Textauszug

□ □ □ □ □ □ □

Auftraggeber kann vorzeitig (und gegen den Willen des Auftragnehmers) abnehmen!

Thesen gebildet nach: RA Fabian Halbgewachs: Die vorzeitige Abnahme, veröffentlicht in: NZBau 2025, 203 ff. BGB §§ 640, 641

1. Die Abnahme ist kein Recht, sondern eine Pflicht des Auftraggebers. 

2. Der Auftraggeber kann die Abnahme vor Eintritt der Abnahmereife und auch gegen den Willen des Auftragnehmers erklären. Rechtlich geschützte Interessen des Auftragnehmers werden dadurch in der Regel nicht berührt. 

3. Ausstehende Restleistungen können auch bei vorzeitiger Abnahme grundsätzlich (in voller Höhe) in die Schlussrechnung aufgenommen und die damit korrespondierenden Vergütungsansprüche geltend gemacht werden. Für Restleistungen kann der Auftraggeber einen Einbehalt in Höhe der einfachen Mängelbeseitigungskosten vornehmen. 

 

Thesen gebildet nach: 
RA Fabian Halbgewachs: Die vorzeitige Abnahme, veröffentlicht in: NZBau 2025, 203 ff. 

BGB §§ 640, 641 


Problem 

Dass der Auftragnehmer die Abnahme nur verlangen kann, wenn er seine Leistungen abnahmereif erbracht hat, ist hinlänglich bekannt. Aber wie verhält es sich mit dem Auftraggeber? Kann er das Werk auch vor Eintritt der Abnahmereife und ggf. gegen den Willen des Auftragnehmers abnehmen oder stehen dem möglicherweise schutzwürdige Belange des Auftragnehmers entgegen? 

 

Kernaussage des Autors 

Der Auftraggeber kann die Abnahme vorzeitig und auch gegen den Willen des Auftragnehmers erklären! Die Abnahme ist kein Recht des Auftraggebers, sondern dessen Pflicht (§ 640 Abs. 1 BGB: "Der Besteller ist verpflichtet, das vertragsmäßig hergestellte Werk abzunehmen [...]"). Sie dient vornehmlich dem Schutz des Auftragnehmers, Sicherheit über die Vertragserfüllung zu erlangen, und nicht dem Auftraggeber, das Werk zu überprüfen. Nach § 271 Abs. 2 BGB kann der Auftraggeber die geschuldete Leistung (hier: die Abnahme) im Zweifel vor deren Fälligkeit (hier: vor Eintritt der Abnahmereife) bewirken.

□ □ □ □ □ □ □

Angezeigte Einträge

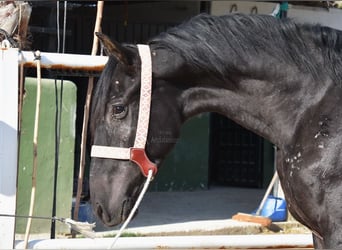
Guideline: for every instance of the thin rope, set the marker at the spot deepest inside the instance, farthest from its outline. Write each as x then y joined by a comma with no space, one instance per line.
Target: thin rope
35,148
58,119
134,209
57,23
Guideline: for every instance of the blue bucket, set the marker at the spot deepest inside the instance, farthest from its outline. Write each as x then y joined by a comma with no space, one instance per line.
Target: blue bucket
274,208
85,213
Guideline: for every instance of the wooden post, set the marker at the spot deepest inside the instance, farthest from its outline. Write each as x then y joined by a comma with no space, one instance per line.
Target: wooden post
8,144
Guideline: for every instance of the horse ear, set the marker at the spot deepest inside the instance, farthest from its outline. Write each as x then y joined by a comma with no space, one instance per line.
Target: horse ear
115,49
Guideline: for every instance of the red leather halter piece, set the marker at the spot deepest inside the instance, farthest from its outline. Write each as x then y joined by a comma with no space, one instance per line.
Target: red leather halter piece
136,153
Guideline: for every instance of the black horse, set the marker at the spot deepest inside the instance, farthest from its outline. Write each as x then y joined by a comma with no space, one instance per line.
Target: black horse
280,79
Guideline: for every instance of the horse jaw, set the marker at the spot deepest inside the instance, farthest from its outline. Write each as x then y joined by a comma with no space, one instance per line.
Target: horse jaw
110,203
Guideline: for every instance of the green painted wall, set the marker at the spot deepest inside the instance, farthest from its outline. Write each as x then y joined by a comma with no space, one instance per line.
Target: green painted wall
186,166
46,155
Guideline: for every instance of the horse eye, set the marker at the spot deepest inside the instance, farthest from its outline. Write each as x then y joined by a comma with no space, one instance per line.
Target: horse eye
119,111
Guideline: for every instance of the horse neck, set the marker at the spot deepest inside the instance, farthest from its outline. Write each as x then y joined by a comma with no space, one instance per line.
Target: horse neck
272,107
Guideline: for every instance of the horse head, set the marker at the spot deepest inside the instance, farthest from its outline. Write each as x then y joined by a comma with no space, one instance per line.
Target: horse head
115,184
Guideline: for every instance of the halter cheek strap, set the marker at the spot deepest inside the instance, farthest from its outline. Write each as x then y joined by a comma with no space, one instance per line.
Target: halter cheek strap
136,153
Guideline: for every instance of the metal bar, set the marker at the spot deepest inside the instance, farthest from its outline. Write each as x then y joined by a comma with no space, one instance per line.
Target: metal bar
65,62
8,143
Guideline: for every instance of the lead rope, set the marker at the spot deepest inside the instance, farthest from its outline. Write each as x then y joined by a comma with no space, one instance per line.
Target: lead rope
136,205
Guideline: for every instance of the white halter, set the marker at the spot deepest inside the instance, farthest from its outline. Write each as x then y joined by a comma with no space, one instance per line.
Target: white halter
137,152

□ □ □ □ □ □ □

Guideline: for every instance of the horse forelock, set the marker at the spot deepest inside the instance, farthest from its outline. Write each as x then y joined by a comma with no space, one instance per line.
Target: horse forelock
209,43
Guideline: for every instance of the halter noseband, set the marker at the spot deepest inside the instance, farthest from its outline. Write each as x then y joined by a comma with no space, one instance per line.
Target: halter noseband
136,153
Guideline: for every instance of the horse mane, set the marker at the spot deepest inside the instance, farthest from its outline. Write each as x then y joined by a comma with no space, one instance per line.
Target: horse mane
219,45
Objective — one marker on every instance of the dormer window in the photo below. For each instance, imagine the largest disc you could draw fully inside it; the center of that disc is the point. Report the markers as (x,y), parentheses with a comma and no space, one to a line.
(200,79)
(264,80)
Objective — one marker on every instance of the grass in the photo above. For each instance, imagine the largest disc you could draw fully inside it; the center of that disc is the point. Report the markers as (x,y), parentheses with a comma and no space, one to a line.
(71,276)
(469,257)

□ □ □ □ □ □ □

Ihre Aufgabe
Welche Angaben macht der Textauszug zur vorzeitigen Abnahme zu diesen Punkten?
1. In welcher Zeitschrift und an welcher Stelle ist der Beitrag erschienen, nach dem die Thesen gebildet wurden?
2. In welcher Höhe kann der Auftraggeber für Restleistungen einen Einbehalt vornehmen?
3. Nach welcher Vorschrift kann der Auftraggeber laut der Kernaussage die geschuldete Leistung im Zweifel vor deren Fälligkeit bewirken?

Lösung der Aufgabe
1. In der NZBau 2025, 203 ff.
2. In Höhe der einfachen Mängelbeseitigungskosten.
3. Nach § 271 Abs. 2 BGB.